ENTRIES SUPPLIED.

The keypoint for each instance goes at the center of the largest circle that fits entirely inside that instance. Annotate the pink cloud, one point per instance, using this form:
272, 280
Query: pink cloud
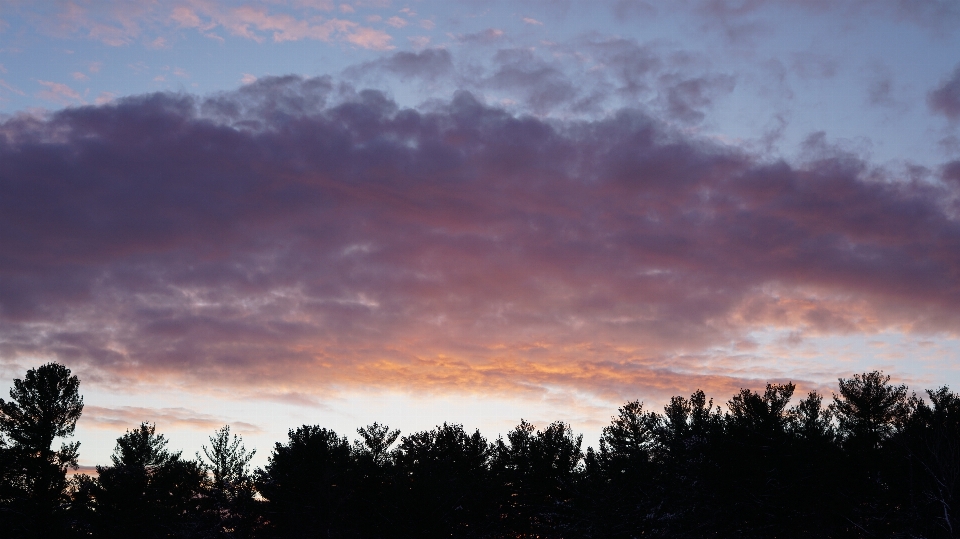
296, 237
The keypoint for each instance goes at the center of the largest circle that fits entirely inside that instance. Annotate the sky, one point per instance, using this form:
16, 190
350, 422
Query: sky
311, 212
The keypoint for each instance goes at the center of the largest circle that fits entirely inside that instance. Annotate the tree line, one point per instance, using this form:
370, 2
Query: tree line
875, 461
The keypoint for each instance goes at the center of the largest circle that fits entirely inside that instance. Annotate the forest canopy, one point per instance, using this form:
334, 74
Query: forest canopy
873, 460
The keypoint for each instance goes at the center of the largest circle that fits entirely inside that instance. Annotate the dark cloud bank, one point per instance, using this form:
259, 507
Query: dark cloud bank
295, 232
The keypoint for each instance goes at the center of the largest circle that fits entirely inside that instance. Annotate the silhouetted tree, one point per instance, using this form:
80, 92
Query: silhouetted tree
537, 473
231, 492
307, 483
620, 490
869, 412
148, 491
931, 440
44, 405
442, 488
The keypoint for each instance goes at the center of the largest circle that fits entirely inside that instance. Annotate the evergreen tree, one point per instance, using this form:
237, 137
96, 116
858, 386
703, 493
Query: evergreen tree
148, 491
44, 405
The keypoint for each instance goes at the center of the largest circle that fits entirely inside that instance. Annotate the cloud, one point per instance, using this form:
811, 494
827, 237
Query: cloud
490, 35
122, 23
397, 22
58, 93
297, 236
129, 417
428, 64
945, 98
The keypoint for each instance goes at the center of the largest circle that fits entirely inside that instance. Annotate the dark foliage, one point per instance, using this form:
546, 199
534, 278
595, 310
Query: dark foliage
875, 462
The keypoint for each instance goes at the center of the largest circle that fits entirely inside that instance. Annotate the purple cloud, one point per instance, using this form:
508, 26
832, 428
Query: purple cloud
945, 98
298, 235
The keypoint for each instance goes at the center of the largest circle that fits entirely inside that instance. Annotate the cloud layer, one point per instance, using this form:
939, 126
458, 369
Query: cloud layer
298, 236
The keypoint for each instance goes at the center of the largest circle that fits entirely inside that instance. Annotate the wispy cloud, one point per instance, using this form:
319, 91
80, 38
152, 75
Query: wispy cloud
457, 247
129, 417
58, 93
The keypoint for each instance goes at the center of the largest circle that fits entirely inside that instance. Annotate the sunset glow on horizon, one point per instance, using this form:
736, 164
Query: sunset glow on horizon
306, 212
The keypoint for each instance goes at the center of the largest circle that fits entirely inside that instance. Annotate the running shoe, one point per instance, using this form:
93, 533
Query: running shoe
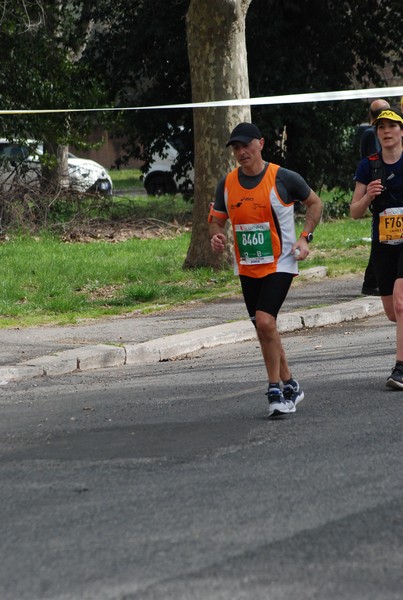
277, 403
292, 392
395, 379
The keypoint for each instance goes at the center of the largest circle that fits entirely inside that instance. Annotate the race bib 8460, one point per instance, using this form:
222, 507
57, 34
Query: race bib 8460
254, 243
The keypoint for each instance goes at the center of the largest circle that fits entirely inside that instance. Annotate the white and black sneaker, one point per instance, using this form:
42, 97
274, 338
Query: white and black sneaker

AIM.
Can you quote all of the material above word for word, leaving out the pictures?

WRITTEN RESPONSE.
The keypoint for each instance goes at the center of the largest circle that fits entirely inside that instance. Annotate the pink cloud, one point per instance, using this form:
272, 280
Query: pink cloud
296, 237
The keypoint for each instance goes at the center of the largest circle that fits entirely inside that instance. Annotate the sky, one point per instance, using this form:
16, 190
350, 422
Query: sky
311, 212
The keypoint for each instance goes at the center of the largest circle that fits entirely inside that instance. Annotate the tree line, one point per instance, using this form:
370, 2
Query: tree line
875, 461
The keypoint for each instance goes at the center of the largest circle that fits entirely inside that instance. Annotate the forest canopy, one point per instance, using this form:
334, 74
Query: forest canopy
873, 460
The keypoint for each instance goes at the center of the largest circle that fits entirely inside that instance. Annotate the dark cloud bank, one point per instance, using this form:
259, 507
Query: dark cloud bank
295, 232
The keypoint for each instance goes at the center of the largest circle that fits entirely inside that instance. Annotate the silhouetted tree, one point per instance, using this form:
80, 92
Query: silhouetted tree
537, 473
231, 492
307, 483
620, 490
869, 412
148, 491
931, 440
44, 405
442, 488
The keypoint for each instance goes at the center of the largest circle that fits entirely inside that instance. Annotate the evergreen tree, one point per instance, using this form:
237, 137
96, 116
858, 386
703, 493
Query: evergreen tree
148, 491
44, 405
The keypoint for each instance goes at the center of the largest circle that fits entirely inside that instance. Annotate the cloud, one point per instance, using this form:
811, 494
827, 237
Query: cloud
490, 35
122, 23
397, 22
58, 93
297, 236
129, 417
428, 64
945, 98
The keypoint for each instance goes at the center of the largest circle that fits entirely inside that instance. Annotate the dark foliage, one point per instance, using this form:
546, 199
534, 278
595, 310
Query: dark foliage
875, 462
The keypoint for each instance goes at the center of the largest circle that fits entirely inside that instance. Annotate the purple cloud, one point per instance, using this form:
508, 26
832, 428
Query: purple cloud
945, 98
298, 235
The keypoint for each instance goes at the center of the largest circle that fits entirely inside that instance. Annotate the cloud layer, one point per instance, using this form:
939, 126
458, 369
Query: cloud layer
298, 236
The keypoint for each instance goes at the center of the largest circle that fits entirely inside that instance. Annotate the wispy cloud, one point per instance, using this form:
319, 91
80, 38
152, 75
Query: wispy cloud
457, 247
129, 417
58, 93
The keypoint for each instance goes at the center of the largest circle that fits entirely inside that instance. Annotate the sunset glow on horizon, one point per instance, using this form:
736, 164
Query: sunset glow on horizon
306, 212
The keypoint for each instance goes at the center of the largest circle that fits entirely inside that instance. Annotate the running shoe, one point per instance, using this form:
93, 533
Query: running shoe
277, 403
292, 392
395, 379
The keypoint for each instance goes at the center of the largest circle that fits entirely inside that instance. Annotate the race bib 8460, one point per instance, using this form:
222, 507
57, 34
Query: race bib 8460
254, 243
The keypoint for each instance goes at the center of the largest circle that fits entirely inside that instance. Annotate the white and black sneaker, one point per instance, using this form:
42, 97
274, 338
Query: white and black sneaker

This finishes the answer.